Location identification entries
════════

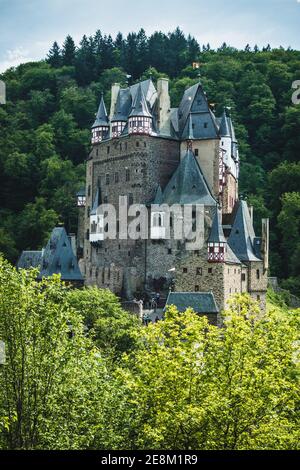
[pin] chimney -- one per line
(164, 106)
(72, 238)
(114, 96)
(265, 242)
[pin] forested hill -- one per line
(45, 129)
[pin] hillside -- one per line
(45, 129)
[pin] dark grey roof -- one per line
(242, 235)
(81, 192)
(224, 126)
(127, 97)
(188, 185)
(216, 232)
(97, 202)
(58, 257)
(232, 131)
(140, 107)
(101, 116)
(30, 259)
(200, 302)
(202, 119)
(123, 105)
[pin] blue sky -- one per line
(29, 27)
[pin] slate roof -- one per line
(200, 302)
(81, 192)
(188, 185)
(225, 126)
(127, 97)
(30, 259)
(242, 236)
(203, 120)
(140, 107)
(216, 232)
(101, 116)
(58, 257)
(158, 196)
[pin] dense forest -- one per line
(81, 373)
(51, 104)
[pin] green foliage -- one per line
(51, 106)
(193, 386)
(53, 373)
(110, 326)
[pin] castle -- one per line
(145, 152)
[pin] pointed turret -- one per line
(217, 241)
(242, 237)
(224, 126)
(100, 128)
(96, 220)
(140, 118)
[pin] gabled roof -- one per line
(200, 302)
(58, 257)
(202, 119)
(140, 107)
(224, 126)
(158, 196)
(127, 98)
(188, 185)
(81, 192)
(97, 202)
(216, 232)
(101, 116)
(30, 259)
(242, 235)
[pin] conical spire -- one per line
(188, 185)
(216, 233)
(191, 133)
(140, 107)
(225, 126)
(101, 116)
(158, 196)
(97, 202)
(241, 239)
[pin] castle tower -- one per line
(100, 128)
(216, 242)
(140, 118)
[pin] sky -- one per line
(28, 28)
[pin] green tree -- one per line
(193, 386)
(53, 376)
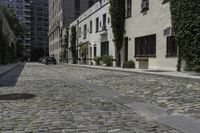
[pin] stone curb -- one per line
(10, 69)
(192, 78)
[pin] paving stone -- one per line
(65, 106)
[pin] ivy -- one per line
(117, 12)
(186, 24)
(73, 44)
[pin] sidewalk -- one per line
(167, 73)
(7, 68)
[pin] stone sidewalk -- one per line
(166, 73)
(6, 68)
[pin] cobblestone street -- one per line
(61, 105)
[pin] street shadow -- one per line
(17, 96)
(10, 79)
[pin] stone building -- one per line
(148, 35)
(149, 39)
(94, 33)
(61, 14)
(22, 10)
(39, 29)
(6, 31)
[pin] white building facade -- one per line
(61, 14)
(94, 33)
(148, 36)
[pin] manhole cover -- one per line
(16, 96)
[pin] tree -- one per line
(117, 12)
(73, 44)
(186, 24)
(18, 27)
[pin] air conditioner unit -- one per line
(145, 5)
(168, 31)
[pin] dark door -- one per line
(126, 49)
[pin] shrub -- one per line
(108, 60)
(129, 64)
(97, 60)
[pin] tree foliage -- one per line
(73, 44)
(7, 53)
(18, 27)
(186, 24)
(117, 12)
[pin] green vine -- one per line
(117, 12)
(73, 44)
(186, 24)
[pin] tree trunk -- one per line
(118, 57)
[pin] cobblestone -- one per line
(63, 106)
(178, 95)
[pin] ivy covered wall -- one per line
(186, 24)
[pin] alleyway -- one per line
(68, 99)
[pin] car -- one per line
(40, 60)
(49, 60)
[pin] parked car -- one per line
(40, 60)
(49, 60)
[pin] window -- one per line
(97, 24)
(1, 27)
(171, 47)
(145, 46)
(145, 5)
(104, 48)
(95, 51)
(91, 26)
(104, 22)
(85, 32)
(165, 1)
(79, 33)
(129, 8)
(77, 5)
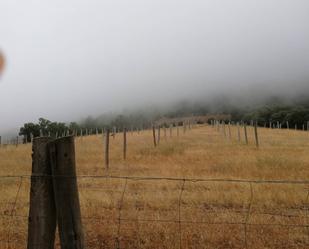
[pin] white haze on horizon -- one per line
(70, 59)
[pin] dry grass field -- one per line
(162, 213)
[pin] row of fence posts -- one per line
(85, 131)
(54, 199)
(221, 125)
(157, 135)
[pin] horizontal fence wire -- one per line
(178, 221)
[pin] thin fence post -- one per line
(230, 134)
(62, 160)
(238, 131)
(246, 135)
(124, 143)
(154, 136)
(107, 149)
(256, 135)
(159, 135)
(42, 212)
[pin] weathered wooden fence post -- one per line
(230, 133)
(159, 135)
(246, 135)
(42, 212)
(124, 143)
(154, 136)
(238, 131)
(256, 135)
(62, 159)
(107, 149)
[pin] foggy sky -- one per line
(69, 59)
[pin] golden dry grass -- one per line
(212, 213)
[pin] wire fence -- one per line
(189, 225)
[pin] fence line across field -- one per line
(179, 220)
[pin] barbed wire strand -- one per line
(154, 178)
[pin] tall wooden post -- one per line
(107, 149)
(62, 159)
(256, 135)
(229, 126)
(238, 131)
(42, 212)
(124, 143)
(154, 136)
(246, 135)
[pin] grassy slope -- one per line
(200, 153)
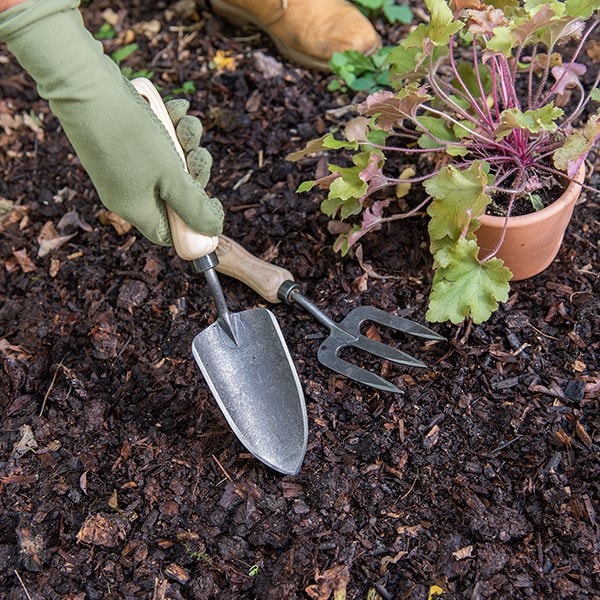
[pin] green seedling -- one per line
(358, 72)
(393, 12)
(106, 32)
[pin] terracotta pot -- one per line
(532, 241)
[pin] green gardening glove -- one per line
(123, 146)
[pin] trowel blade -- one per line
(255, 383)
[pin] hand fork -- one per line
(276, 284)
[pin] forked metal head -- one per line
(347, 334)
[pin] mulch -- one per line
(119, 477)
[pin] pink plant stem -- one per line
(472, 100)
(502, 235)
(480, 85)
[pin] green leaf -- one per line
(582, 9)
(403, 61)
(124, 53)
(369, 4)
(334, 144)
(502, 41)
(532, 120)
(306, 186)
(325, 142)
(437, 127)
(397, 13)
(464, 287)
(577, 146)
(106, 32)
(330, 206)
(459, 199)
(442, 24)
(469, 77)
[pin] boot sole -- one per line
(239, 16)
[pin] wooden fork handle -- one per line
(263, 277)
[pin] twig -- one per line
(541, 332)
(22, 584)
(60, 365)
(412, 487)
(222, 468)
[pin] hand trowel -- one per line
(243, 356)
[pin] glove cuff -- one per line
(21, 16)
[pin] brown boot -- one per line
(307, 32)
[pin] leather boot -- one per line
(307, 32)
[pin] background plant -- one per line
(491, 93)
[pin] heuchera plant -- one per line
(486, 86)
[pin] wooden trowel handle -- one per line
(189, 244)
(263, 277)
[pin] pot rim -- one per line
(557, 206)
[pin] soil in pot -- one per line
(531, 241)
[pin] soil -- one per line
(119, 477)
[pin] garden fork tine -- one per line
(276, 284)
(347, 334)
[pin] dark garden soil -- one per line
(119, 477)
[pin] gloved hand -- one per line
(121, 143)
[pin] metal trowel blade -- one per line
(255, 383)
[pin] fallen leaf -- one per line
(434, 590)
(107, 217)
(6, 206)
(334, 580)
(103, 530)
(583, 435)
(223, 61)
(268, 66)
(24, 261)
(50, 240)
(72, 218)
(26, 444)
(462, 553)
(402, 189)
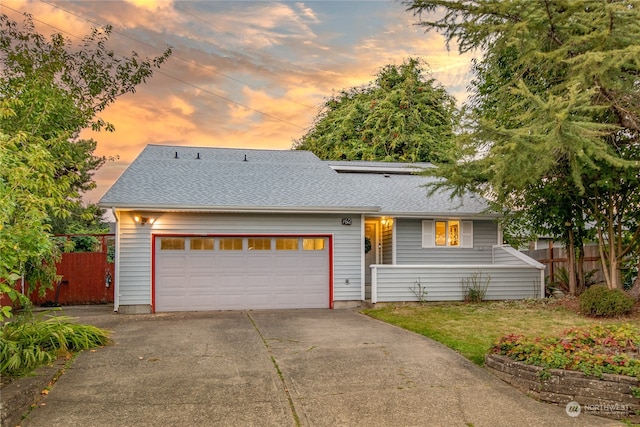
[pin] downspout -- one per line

════════

## Given exercise
Render all of the data above as a numbered list, omitting blank lines and leaving the pictures out.

## Finished exercise
1. [pin] chimney -- one per line
2. (164, 106)
3. (72, 238)
4. (114, 96)
5. (265, 242)
6. [pin] forested hill -- one per line
7. (45, 129)
8. [pin] hillside -- one per line
9. (45, 129)
10. [pin] dark grey roof -- one per line
11. (242, 235)
12. (81, 192)
13. (224, 126)
14. (127, 97)
15. (188, 185)
16. (216, 232)
17. (97, 202)
18. (58, 257)
19. (232, 131)
20. (140, 107)
21. (101, 116)
22. (30, 259)
23. (200, 302)
24. (202, 119)
25. (123, 105)
26. [pin] blue sky -- one per line
27. (29, 27)
28. [pin] slate roof -- one per line
29. (200, 302)
30. (81, 192)
31. (188, 185)
32. (225, 126)
33. (127, 97)
34. (30, 259)
35. (242, 236)
36. (203, 120)
37. (140, 107)
38. (216, 232)
39. (101, 116)
40. (58, 257)
41. (158, 196)
42. [pin] dense forest -- one per line
43. (81, 373)
44. (51, 104)
45. [pin] green foliage -- one per line
46. (51, 106)
47. (193, 386)
48. (53, 373)
49. (110, 326)
50. [pin] castle -- one per line
51. (145, 152)
52. [pin] pointed turret -- one per line
53. (217, 241)
54. (242, 237)
55. (224, 126)
56. (100, 128)
57. (96, 220)
58. (140, 118)
59. [pin] gabled roof -- one per line
60. (200, 302)
61. (58, 257)
62. (202, 119)
63. (140, 107)
64. (224, 126)
65. (158, 196)
66. (127, 98)
67. (188, 185)
68. (81, 192)
69. (97, 202)
70. (216, 232)
71. (101, 116)
72. (30, 259)
73. (242, 235)
74. [pin] conical spire -- one per line
75. (188, 185)
76. (216, 233)
77. (191, 133)
78. (140, 107)
79. (225, 126)
80. (101, 116)
81. (158, 196)
82. (97, 202)
83. (241, 239)
84. [pin] castle tower -- one per line
85. (100, 128)
86. (216, 242)
87. (140, 118)
88. [pin] sky -- one per line
89. (28, 28)
90. [pin] green tree -- one per line
91. (193, 386)
92. (53, 376)
93. [pin] stone curb -- one per line
94. (10, 69)
95. (192, 78)
96. [pin] paving stone -- one per line
97. (65, 106)
98. [pin] ivy -- one per line
99. (117, 12)
100. (186, 24)
101. (73, 44)
102. [pin] sidewalk -- one per line
103. (167, 73)
104. (7, 68)
105. [pin] stone sidewalk -- one per line
106. (166, 73)
107. (6, 68)
108. [pin] cobblestone street -- one per line
109. (61, 105)
110. [pin] street shadow -- one per line
111. (17, 96)
112. (10, 79)
113. [pin] stone building -- one per line
114. (148, 35)
115. (149, 39)
116. (94, 33)
117. (61, 14)
118. (22, 10)
119. (39, 29)
120. (6, 31)
121. [pin] white building facade -- one per line
122. (61, 14)
123. (94, 33)
124. (148, 36)
125. [pin] manhole cover -- one per line
126. (16, 96)
127. [pin] tree -- one per line
128. (117, 12)
129. (73, 44)
130. (186, 24)
131. (18, 27)
132. [pin] air conditioner unit -- one per line
133. (145, 5)
134. (168, 31)
135. [pin] dark door -- one per line
136. (126, 49)
137. [pin] shrub -- one per line
138. (108, 60)
139. (129, 64)
140. (97, 60)
141. [pin] tree foliage -- one per line
142. (73, 44)
143. (7, 53)
144. (18, 27)
145. (186, 24)
146. (117, 12)
147. [pin] green vine -- one per line
148. (117, 12)
149. (73, 44)
150. (186, 24)
151. [pin] tree trunk -- one per line
152. (118, 57)
153. [pin] cobblestone -- one per line
154. (63, 106)
155. (178, 95)
156. [pin] ivy covered wall -- one per line
157. (186, 24)
158. [pin] alleyway -- one per line
159. (68, 99)
160. [pin] car -- one per line
161. (40, 60)
162. (49, 60)
163. [pin] parked car -- one per line
164. (40, 60)
165. (49, 60)
166. [pin] window -- one per line
167. (97, 24)
168. (1, 27)
169. (171, 47)
170. (145, 46)
171. (145, 5)
172. (104, 48)
173. (95, 51)
174. (91, 26)
175. (104, 22)
176. (85, 32)
177. (165, 1)
178. (79, 33)
179. (129, 8)
180. (77, 5)
181. [pin] white haze on horizon -- one per line
182. (70, 59)
183. [pin] dry grass field -- one per line
184. (162, 213)
185. [pin] row of fence posts -- one per line
186. (85, 131)
187. (54, 199)
188. (221, 125)
189. (157, 135)
190. [pin] horizontal fence wire -- one per line
191. (178, 221)
192. [pin] thin fence post -- one per line
193. (230, 134)
194. (62, 160)
195. (238, 131)
196. (246, 135)
197. (124, 143)
198. (154, 136)
199. (107, 149)
200. (256, 135)
201. (159, 135)
202. (42, 212)
203. [pin] weathered wooden fence post -- one per line
204. (230, 133)
205. (159, 135)
206. (246, 135)
207. (42, 212)
208. (124, 143)
209. (154, 136)
210. (238, 131)
211. (256, 135)
212. (62, 159)
213. (107, 149)
214. [pin] foggy sky -- one per line
215. (69, 59)
216. [pin] golden dry grass -- one per line
217. (212, 213)
218. [pin] wire fence -- one per line
219. (189, 225)
220. [pin] fence line across field -- one per line
221. (179, 220)
222. [pin] barbed wire strand -- one per line
223. (154, 178)
224. [pin] tall wooden post -- one per line
225. (107, 149)
226. (62, 159)
227. (256, 135)
228. (229, 126)
229. (238, 131)
230. (42, 212)
231. (124, 143)
232. (154, 136)
233. (246, 135)
234. [pin] grassy slope -- one per line
235. (200, 153)
236. [pin] green seedling -- one per line
237. (358, 72)
238. (393, 12)
239. (106, 32)
240. [pin] terracotta pot -- one per line
241. (532, 241)
242. [pin] green gardening glove -- one per line
243. (123, 146)
244. [pin] trowel blade -- one per line
245. (255, 383)
246. [pin] hand fork -- one per line
247. (276, 284)
248. [pin] forked metal head -- one per line
249. (347, 334)
250. [pin] mulch -- one per line
251. (119, 477)
252. [pin] pink plant stem -- one per line
253. (472, 100)
254. (502, 235)
255. (480, 85)
256. [pin] green leaf -- one per line
257. (582, 9)
258. (403, 61)
259. (124, 53)
260. (369, 4)
261. (334, 144)
262. (502, 41)
263. (532, 120)
264. (306, 186)
265. (325, 142)
266. (437, 127)
267. (397, 13)
268. (464, 287)
269. (577, 146)
270. (106, 32)
271. (330, 206)
272. (459, 199)
273. (442, 24)
274. (469, 77)
275. [pin] boot sole -- one per line
276. (239, 16)
277. [pin] wooden fork handle -- one per line
278. (263, 277)
279. [pin] twig -- one per line
280. (541, 332)
281. (22, 584)
282. (60, 365)
283. (412, 487)
284. (222, 468)
285. [pin] hand trowel -- one per line
286. (243, 356)
287. [pin] glove cuff -- one per line
288. (21, 16)
289. [pin] brown boot -- one per line
290. (307, 32)
291. [pin] leather boot -- one per line
292. (307, 32)
293. [pin] background plant -- one per line
294. (491, 93)
295. [pin] heuchera plant -- one per line
296. (486, 86)
297. [pin] wooden trowel handle -- one per line
298. (189, 244)
299. (263, 277)
300. [pin] pot rim -- one per line
301. (557, 206)
302. [pin] soil in pot -- one per line
303. (531, 241)
304. [pin] soil -- one per line
305. (119, 477)
306. [pin] garden fork tine -- one per line
307. (276, 284)
308. (347, 334)
309. [pin] dark garden soil -- one per line
310. (119, 477)
311. [pin] gloved hand -- one per line
312. (121, 143)
313. [pin] metal trowel blade -- one per line
314. (255, 383)
315. [pin] fallen leaf -- one per line
316. (434, 590)
317. (107, 217)
318. (6, 206)
319. (334, 580)
320. (103, 530)
321. (583, 435)
322. (223, 61)
323. (268, 66)
324. (24, 261)
325. (50, 240)
326. (72, 218)
327. (26, 444)
328. (462, 553)
329. (402, 189)
330. [pin] downspout -- one per line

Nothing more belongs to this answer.